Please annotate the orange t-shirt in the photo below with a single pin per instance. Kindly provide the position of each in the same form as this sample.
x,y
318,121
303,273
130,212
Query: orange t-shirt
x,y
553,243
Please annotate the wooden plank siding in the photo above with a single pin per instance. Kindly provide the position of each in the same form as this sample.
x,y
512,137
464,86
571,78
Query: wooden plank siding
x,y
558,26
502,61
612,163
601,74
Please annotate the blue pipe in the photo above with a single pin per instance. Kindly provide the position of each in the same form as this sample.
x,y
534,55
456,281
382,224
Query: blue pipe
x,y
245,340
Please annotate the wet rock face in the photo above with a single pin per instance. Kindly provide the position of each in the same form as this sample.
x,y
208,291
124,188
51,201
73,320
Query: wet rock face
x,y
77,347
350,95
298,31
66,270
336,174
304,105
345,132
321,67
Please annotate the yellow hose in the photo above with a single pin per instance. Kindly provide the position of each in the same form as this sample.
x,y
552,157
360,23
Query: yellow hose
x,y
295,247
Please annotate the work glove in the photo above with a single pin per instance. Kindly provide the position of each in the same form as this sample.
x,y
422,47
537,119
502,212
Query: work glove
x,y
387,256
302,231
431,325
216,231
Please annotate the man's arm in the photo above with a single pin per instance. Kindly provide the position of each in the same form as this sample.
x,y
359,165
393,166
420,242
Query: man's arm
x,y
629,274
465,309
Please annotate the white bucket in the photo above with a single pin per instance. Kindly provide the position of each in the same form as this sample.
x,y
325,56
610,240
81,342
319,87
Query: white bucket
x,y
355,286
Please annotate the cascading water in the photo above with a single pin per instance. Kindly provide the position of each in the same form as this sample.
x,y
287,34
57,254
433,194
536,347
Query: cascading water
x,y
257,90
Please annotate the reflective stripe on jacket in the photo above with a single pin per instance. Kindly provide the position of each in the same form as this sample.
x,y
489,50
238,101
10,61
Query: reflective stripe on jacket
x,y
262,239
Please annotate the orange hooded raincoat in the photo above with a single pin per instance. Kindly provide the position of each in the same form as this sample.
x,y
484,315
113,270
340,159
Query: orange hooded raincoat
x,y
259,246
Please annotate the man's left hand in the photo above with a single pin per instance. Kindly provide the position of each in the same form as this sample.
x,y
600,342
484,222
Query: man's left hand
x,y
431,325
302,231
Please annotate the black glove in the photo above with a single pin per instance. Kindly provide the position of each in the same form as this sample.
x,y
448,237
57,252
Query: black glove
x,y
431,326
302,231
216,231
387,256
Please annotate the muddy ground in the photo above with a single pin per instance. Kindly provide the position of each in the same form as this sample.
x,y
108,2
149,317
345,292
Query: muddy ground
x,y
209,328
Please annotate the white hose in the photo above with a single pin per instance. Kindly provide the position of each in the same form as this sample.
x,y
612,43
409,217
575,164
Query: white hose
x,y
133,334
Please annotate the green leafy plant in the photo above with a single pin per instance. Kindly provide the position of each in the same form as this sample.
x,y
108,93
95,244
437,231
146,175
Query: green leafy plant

--------------------------------

Reproduce all of the lines above verbatim, from the first through the last.

Please annotate the orange t-shirt in the photo below with a single pin per instance. Kindly provide the position of each in the same form as this sample.
x,y
318,121
303,273
130,212
Query: orange t-shirt
x,y
553,243
Please annotate the wooden plank siding in the photo above with a single pin per instance. Kindly provide the position of each in the same form as this sample.
x,y
512,137
464,86
571,78
Query: wooden plank siding
x,y
558,26
502,61
612,163
601,74
Please annotate the blue pipe in the photo above with a single pin per instance. Kindly provide the position of each in the same form as this sample.
x,y
534,55
456,281
382,224
Query: blue pipe
x,y
245,340
Please annotate the wet rock face in the photo above with a single pin per instance. Kindly provide the position of each in the same form as this sample.
x,y
208,291
124,188
51,201
73,320
Query: wet rock face
x,y
77,347
350,95
298,31
66,270
336,174
304,105
345,132
321,67
Please annotate the yellow hose in the photo above with a single pin per instance. Kindly provide the position of each in the same form as this sample.
x,y
552,157
360,23
Query: yellow hose
x,y
295,247
Please annotate the work glove in the photo above with a single pin per instance. Kindly provide the position of each in the same form as this sample.
x,y
422,47
537,119
502,212
Query: work glove
x,y
387,256
302,231
431,325
216,231
Please annotate the man's arm in the photo above with a single pin per instance. Kindly provide the position of each in the same form as this sample.
x,y
359,165
393,166
420,242
Query: man's arm
x,y
629,274
465,309
Please annotate the white bucket in the photo above with a single pin per instance. Kindly provide the position of each in the same form as this sample.
x,y
325,56
610,240
81,342
319,87
Query: white bucket
x,y
355,286
Please annotate the cascading water in the photo above with a single pin per instance. Kindly provide the position of each in the same form as this sample.
x,y
287,34
57,254
433,194
536,347
Query: cascading water
x,y
257,90
Please annotate the reflective stripe on jacket in the photo above with a single pin per instance. Kindly provide the position of each in the same form as this sample.
x,y
489,50
238,101
10,61
Query: reflective stripe on jacket
x,y
262,239
Please annotate the orange hooded raincoat in the photo above with a single pin per instance. Kindly provide the position of each in the same form as this sample.
x,y
484,315
113,270
340,159
Query: orange hooded raincoat
x,y
259,246
Please annotate the man's left hand in the photo above with a single pin per instance. Kindly provide the position of each in the same form as this sample.
x,y
600,342
484,222
Query: man's left hand
x,y
431,325
302,231
Please annotate the black glove in the photo above with a single pin per instance. Kindly provide the position of each in the same form as this sample.
x,y
448,237
57,252
Query: black glove
x,y
431,326
302,231
216,231
387,256
Please annotate the muddy ground in the photo above with a single pin per instance. Kindly provide the position of each in the same form as this sample.
x,y
108,2
149,317
345,292
Query: muddy ground
x,y
209,328
Please annotate the white hose in the photo above with a single pin per instance. Kindly provide the position of each in the same form as this sample.
x,y
612,43
409,217
575,164
Query: white hose
x,y
133,334
Please annotate the green leafy plant in the photo above with a single pin per instance. Kindly provide the position of each in the same form as this sample.
x,y
108,93
95,244
437,231
146,175
Query: green leafy plant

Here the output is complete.